** PROBLEM DETAILS **
Reproduce word for word everything from the start of the records down to and including the line that contains "418, 443, 697, 523". Leave the pictures out of your answer.
BEGIN DATASET EXCERPTS
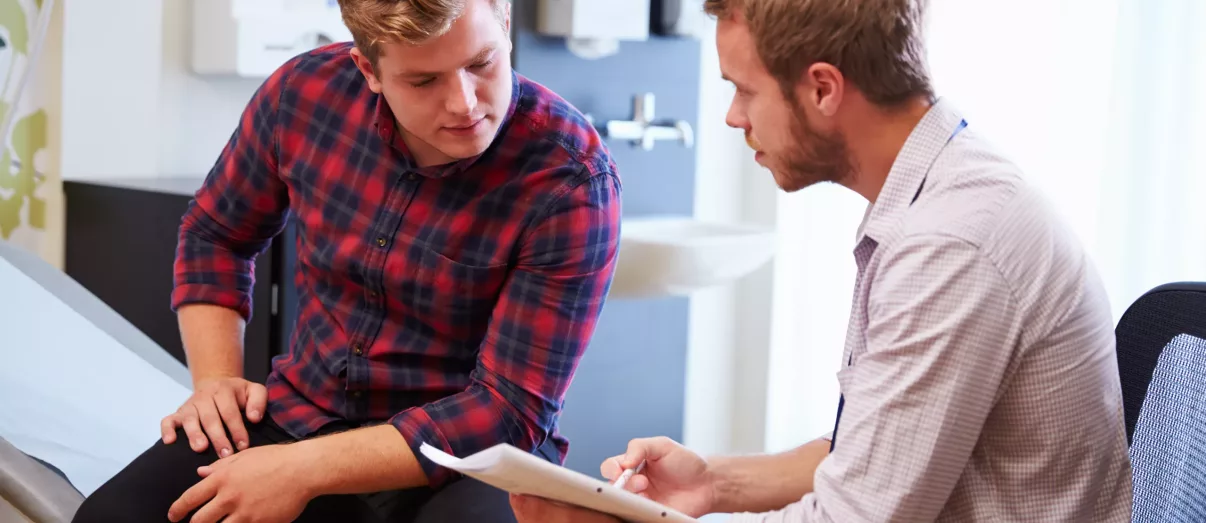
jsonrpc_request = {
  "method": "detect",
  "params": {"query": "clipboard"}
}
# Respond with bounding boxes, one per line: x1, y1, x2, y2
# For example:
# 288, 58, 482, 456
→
418, 443, 697, 523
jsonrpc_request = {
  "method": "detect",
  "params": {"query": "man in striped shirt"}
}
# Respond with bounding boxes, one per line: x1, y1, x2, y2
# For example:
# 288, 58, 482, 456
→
513, 0, 1131, 523
76, 0, 620, 523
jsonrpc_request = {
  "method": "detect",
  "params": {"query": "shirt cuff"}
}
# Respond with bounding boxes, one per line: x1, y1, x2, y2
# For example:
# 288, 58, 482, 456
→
171, 283, 251, 321
390, 407, 453, 488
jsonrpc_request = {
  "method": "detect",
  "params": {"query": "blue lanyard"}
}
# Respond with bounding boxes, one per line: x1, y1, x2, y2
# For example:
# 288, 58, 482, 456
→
830, 119, 967, 452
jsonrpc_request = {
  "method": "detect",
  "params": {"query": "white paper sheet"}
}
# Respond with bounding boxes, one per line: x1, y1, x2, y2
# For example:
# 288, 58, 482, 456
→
420, 443, 696, 523
0, 258, 191, 495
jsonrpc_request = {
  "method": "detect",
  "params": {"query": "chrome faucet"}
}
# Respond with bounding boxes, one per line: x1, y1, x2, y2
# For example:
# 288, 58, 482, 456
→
586, 93, 695, 151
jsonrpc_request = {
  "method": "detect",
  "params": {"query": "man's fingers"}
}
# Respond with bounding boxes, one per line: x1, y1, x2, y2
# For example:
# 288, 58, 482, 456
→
194, 396, 232, 458
624, 474, 649, 494
177, 404, 210, 452
213, 389, 250, 450
159, 415, 180, 445
246, 382, 268, 423
168, 478, 218, 523
620, 436, 678, 469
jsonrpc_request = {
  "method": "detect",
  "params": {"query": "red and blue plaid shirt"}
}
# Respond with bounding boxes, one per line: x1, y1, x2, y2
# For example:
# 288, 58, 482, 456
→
171, 43, 620, 486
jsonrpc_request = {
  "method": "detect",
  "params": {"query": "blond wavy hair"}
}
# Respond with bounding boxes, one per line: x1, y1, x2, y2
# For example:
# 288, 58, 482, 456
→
339, 0, 508, 64
703, 0, 933, 106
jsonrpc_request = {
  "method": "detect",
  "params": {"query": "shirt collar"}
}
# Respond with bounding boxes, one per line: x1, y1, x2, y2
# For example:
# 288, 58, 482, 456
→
855, 99, 964, 243
373, 69, 522, 178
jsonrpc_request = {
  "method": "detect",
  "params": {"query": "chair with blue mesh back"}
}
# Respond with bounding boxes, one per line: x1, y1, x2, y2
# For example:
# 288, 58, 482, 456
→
1114, 282, 1206, 523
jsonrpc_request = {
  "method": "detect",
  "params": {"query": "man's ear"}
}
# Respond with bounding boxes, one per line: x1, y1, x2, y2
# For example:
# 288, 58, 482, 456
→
503, 1, 511, 40
796, 61, 845, 116
351, 47, 381, 94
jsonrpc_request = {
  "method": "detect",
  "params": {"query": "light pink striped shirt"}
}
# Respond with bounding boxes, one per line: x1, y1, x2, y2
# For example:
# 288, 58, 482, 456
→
734, 101, 1131, 523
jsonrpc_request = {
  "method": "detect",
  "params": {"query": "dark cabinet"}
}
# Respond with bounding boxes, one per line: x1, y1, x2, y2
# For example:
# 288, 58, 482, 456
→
63, 177, 294, 383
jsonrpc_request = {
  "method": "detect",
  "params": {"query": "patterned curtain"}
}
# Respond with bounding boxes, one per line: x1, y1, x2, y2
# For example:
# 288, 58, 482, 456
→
0, 0, 63, 266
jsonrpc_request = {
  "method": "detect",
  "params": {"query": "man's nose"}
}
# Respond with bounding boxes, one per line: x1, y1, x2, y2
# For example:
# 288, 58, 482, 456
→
445, 72, 478, 114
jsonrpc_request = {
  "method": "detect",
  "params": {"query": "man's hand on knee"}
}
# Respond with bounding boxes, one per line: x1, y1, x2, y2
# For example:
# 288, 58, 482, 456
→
159, 377, 268, 458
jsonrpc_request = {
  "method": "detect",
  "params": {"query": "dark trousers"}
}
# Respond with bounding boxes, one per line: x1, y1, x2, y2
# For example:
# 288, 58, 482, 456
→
74, 417, 556, 523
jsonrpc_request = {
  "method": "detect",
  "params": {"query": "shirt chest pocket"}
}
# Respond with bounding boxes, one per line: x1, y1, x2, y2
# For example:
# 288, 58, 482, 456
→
411, 249, 509, 341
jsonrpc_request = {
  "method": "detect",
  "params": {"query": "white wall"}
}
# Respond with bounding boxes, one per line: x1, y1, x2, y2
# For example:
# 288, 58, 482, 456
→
158, 0, 263, 176
56, 0, 775, 453
684, 15, 777, 454
62, 0, 260, 180
62, 0, 164, 180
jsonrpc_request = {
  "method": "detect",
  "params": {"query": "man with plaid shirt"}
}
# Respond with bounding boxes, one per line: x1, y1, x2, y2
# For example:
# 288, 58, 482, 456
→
76, 0, 620, 522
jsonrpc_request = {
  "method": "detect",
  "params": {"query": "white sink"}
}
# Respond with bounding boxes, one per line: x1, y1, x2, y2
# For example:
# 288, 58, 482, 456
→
609, 216, 774, 299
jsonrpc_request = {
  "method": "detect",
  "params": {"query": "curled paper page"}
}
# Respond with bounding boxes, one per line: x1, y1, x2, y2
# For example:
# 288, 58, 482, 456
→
420, 443, 696, 523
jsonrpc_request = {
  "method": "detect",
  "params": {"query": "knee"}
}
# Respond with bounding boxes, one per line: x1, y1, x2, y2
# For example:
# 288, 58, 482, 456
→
71, 490, 130, 523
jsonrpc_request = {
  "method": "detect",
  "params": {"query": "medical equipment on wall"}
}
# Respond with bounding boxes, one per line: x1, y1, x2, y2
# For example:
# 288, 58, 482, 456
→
192, 0, 352, 78
537, 0, 650, 59
586, 93, 695, 151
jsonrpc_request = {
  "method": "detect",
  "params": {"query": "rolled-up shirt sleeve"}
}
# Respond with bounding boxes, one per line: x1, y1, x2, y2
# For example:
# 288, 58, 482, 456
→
171, 64, 291, 319
391, 174, 620, 487
733, 235, 1021, 523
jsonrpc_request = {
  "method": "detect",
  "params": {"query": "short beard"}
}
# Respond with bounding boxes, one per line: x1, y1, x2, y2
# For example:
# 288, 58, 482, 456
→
777, 100, 854, 193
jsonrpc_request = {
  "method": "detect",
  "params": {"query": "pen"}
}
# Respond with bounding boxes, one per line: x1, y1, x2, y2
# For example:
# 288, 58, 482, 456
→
611, 459, 645, 488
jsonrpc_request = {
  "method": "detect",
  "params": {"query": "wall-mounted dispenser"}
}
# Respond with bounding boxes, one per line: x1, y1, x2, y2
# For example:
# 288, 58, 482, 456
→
586, 93, 695, 151
650, 0, 707, 37
191, 0, 352, 77
537, 0, 650, 59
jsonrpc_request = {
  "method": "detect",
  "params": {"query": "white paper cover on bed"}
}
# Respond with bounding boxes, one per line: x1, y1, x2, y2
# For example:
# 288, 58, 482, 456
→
0, 248, 189, 495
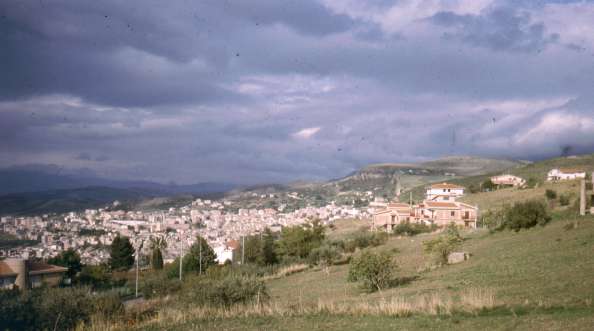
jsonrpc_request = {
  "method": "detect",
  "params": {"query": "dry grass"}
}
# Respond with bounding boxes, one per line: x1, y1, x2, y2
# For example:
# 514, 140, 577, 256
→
261, 263, 309, 281
89, 289, 495, 331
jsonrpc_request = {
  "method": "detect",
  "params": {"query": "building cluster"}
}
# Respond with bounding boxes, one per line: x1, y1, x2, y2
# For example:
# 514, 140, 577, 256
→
0, 199, 369, 265
373, 183, 478, 231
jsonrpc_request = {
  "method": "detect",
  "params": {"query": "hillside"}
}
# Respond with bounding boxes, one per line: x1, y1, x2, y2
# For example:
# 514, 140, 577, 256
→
117, 217, 594, 330
228, 156, 523, 208
410, 154, 594, 205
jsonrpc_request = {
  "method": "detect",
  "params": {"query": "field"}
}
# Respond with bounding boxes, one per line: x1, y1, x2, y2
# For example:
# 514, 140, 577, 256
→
123, 216, 594, 330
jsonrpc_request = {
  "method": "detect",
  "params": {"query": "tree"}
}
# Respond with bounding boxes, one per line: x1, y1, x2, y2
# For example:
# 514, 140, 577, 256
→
183, 236, 217, 272
109, 235, 134, 270
47, 248, 82, 280
482, 179, 497, 191
347, 249, 396, 291
423, 223, 463, 265
241, 236, 262, 263
502, 201, 551, 232
260, 228, 278, 265
151, 237, 167, 270
545, 189, 557, 200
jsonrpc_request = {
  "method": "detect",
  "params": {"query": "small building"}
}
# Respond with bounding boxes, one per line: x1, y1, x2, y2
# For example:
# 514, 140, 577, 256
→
372, 202, 412, 232
547, 168, 586, 181
0, 258, 68, 290
491, 174, 526, 187
415, 201, 478, 228
214, 240, 241, 264
425, 183, 464, 201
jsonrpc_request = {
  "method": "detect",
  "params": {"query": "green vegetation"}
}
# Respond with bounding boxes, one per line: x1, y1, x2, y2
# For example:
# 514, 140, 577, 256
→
47, 248, 82, 280
502, 201, 551, 232
109, 235, 134, 270
277, 221, 324, 261
423, 224, 463, 265
348, 250, 396, 291
393, 221, 437, 237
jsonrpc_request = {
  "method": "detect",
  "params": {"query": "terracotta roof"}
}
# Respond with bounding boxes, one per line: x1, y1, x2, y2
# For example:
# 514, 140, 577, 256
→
0, 261, 16, 277
28, 262, 68, 275
430, 183, 464, 189
559, 168, 586, 174
388, 202, 410, 208
226, 239, 241, 249
425, 201, 459, 208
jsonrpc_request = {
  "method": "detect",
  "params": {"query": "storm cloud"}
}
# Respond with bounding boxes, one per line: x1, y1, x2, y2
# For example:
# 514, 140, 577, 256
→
0, 0, 594, 184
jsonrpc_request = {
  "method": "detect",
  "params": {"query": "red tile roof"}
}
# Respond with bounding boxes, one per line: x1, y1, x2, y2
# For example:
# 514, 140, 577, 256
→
0, 261, 16, 277
430, 183, 464, 189
425, 201, 459, 209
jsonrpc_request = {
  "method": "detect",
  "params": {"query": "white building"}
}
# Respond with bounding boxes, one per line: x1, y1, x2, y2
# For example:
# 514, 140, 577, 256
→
547, 168, 586, 181
425, 183, 464, 201
491, 174, 526, 186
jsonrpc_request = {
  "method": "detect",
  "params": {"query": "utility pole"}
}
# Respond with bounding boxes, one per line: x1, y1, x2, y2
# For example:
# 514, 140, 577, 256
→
241, 236, 245, 265
199, 237, 202, 275
179, 233, 184, 281
135, 239, 143, 298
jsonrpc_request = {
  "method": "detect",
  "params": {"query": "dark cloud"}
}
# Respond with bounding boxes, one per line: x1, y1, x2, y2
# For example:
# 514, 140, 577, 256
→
431, 7, 559, 52
0, 0, 594, 183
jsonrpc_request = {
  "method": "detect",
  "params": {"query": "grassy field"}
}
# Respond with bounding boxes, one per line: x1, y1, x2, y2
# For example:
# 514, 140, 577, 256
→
117, 216, 594, 330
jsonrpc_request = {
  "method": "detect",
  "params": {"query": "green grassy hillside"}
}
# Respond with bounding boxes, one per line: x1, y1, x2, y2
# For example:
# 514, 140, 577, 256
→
121, 213, 594, 330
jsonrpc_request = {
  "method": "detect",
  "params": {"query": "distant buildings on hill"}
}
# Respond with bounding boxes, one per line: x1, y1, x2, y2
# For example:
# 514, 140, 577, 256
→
373, 183, 478, 231
0, 258, 68, 290
547, 168, 586, 181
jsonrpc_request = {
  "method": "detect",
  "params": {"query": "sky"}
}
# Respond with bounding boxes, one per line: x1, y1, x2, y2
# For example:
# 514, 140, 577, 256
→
0, 0, 594, 184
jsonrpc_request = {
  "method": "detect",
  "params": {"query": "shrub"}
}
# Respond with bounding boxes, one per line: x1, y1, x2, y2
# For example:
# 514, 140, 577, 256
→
277, 221, 325, 263
141, 275, 181, 299
348, 250, 396, 291
308, 244, 341, 268
502, 201, 551, 231
423, 224, 463, 265
481, 179, 497, 192
181, 276, 269, 307
545, 189, 557, 200
344, 231, 388, 253
559, 194, 569, 206
393, 221, 437, 236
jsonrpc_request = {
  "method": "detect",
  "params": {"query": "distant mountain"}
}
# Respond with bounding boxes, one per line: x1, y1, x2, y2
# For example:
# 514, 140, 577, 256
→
0, 165, 236, 195
0, 187, 157, 215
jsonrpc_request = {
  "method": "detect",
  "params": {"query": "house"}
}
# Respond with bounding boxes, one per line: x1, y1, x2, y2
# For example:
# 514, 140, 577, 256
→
214, 240, 241, 264
372, 202, 412, 232
414, 200, 478, 228
372, 200, 478, 232
425, 183, 464, 201
547, 168, 586, 181
0, 258, 68, 290
491, 174, 526, 187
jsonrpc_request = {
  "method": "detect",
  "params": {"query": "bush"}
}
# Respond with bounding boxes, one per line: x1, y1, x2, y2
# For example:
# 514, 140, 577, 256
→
344, 231, 388, 253
423, 223, 463, 265
181, 276, 269, 307
502, 201, 551, 231
545, 189, 557, 200
559, 194, 569, 206
141, 275, 181, 299
481, 179, 497, 192
348, 250, 396, 292
308, 244, 341, 268
393, 221, 437, 236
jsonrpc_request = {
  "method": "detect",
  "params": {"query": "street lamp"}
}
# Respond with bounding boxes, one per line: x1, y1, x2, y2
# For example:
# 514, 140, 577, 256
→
134, 232, 144, 298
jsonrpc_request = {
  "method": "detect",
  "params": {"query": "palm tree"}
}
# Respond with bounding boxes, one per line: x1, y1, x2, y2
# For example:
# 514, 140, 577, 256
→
150, 236, 167, 269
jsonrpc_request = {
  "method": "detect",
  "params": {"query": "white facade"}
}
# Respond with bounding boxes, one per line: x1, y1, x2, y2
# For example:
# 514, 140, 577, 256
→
491, 174, 526, 186
547, 168, 586, 181
425, 183, 464, 201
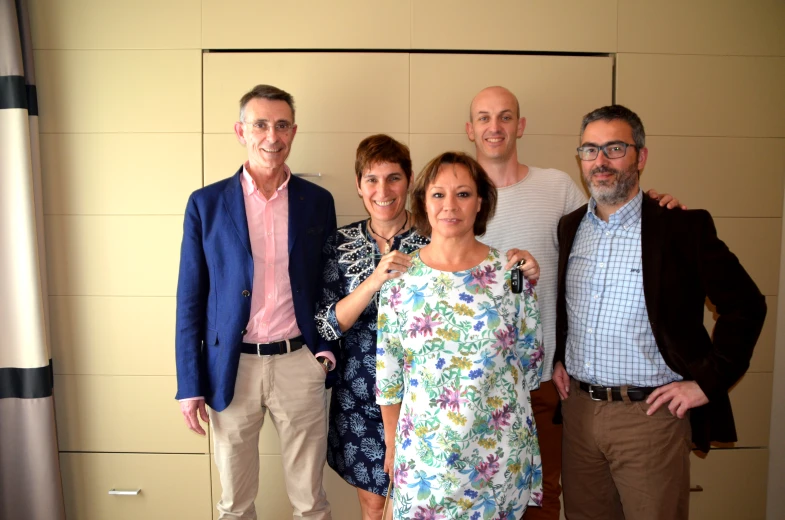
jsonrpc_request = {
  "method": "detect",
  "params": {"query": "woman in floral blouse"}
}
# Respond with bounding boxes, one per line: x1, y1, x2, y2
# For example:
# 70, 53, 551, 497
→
316, 135, 428, 520
376, 152, 543, 520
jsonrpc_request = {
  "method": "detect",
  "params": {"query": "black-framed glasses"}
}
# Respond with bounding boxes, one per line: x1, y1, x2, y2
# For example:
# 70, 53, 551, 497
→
244, 119, 294, 134
578, 141, 638, 161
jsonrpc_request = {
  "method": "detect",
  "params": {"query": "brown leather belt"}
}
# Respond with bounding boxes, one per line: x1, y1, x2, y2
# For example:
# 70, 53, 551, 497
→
578, 381, 655, 401
240, 336, 305, 356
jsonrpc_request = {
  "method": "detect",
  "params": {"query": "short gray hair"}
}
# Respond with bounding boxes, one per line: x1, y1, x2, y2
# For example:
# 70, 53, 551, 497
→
581, 105, 646, 150
240, 85, 294, 123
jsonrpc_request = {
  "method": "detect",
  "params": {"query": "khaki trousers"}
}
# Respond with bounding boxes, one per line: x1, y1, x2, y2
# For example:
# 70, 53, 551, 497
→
209, 347, 332, 520
523, 381, 562, 520
562, 380, 692, 520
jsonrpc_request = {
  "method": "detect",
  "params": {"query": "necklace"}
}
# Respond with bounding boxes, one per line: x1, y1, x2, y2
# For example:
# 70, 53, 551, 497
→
368, 211, 409, 255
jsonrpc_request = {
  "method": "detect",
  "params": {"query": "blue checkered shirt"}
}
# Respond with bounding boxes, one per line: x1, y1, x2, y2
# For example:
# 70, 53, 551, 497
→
566, 191, 681, 386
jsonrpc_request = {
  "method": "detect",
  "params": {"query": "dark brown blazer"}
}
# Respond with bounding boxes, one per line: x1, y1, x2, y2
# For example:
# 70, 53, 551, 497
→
554, 196, 766, 452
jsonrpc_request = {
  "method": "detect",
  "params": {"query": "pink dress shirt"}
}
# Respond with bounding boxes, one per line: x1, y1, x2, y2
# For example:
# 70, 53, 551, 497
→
180, 163, 335, 401
241, 163, 335, 366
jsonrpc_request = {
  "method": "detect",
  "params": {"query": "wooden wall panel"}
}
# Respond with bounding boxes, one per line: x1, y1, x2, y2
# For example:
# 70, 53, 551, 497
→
703, 296, 778, 373
45, 215, 183, 296
41, 133, 202, 215
204, 52, 409, 134
35, 50, 202, 133
690, 449, 769, 520
49, 296, 175, 376
60, 453, 211, 520
410, 54, 613, 135
616, 54, 785, 137
412, 0, 616, 52
618, 0, 785, 56
54, 375, 209, 453
29, 0, 202, 49
642, 136, 785, 218
714, 218, 782, 296
202, 0, 411, 49
730, 372, 772, 448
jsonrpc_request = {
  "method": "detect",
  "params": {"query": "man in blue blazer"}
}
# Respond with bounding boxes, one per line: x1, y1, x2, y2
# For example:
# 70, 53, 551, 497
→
175, 85, 336, 520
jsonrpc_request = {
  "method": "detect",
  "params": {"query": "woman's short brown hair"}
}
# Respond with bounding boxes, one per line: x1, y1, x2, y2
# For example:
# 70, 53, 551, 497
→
354, 134, 412, 184
411, 152, 496, 236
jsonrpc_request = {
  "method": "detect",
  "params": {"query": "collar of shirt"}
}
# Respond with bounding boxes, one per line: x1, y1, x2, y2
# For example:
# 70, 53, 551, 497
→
240, 162, 292, 202
585, 188, 643, 229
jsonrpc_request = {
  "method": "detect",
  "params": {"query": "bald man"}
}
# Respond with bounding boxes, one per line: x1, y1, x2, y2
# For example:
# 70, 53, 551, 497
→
466, 87, 678, 520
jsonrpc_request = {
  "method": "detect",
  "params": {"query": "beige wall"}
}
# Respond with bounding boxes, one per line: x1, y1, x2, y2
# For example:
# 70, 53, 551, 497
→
31, 0, 785, 520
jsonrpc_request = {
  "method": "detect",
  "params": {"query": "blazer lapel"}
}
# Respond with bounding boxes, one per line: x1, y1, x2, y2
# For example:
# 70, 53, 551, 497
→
558, 204, 588, 287
288, 173, 308, 255
641, 196, 669, 330
223, 166, 253, 256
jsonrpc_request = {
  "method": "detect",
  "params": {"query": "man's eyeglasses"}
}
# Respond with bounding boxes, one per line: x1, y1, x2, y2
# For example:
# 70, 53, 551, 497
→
244, 119, 294, 134
578, 141, 638, 161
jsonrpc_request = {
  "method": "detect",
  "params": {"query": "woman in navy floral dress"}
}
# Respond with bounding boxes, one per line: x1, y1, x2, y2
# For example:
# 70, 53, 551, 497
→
316, 135, 428, 520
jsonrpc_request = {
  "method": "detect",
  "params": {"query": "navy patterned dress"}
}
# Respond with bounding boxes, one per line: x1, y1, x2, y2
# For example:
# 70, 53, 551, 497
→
316, 219, 428, 495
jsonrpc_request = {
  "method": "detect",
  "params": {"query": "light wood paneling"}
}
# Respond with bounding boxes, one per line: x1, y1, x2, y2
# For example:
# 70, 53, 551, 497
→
41, 134, 202, 215
618, 0, 785, 56
60, 453, 211, 520
35, 50, 202, 133
204, 52, 409, 134
412, 0, 616, 52
207, 455, 360, 520
411, 53, 613, 135
54, 374, 209, 453
45, 215, 183, 296
642, 136, 785, 217
49, 296, 175, 376
703, 296, 777, 373
202, 0, 411, 49
411, 134, 582, 186
690, 449, 769, 520
730, 372, 773, 448
714, 218, 782, 296
204, 133, 408, 215
29, 0, 202, 49
616, 54, 785, 137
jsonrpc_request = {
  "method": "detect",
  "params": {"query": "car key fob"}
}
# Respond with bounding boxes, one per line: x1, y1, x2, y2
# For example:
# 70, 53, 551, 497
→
510, 260, 526, 294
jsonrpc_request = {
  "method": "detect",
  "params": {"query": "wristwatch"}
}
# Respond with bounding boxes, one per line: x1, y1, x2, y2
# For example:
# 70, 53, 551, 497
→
END DATASET EXCERPTS
** THE RESPONSE **
jsonrpc_request = {
  "method": "detect",
  "params": {"query": "clipboard"}
}
# Respond with bounding boxes, one per line: x1, y1, x2, y2
# For example:
# 288, 58, 482, 456
→
418, 443, 697, 523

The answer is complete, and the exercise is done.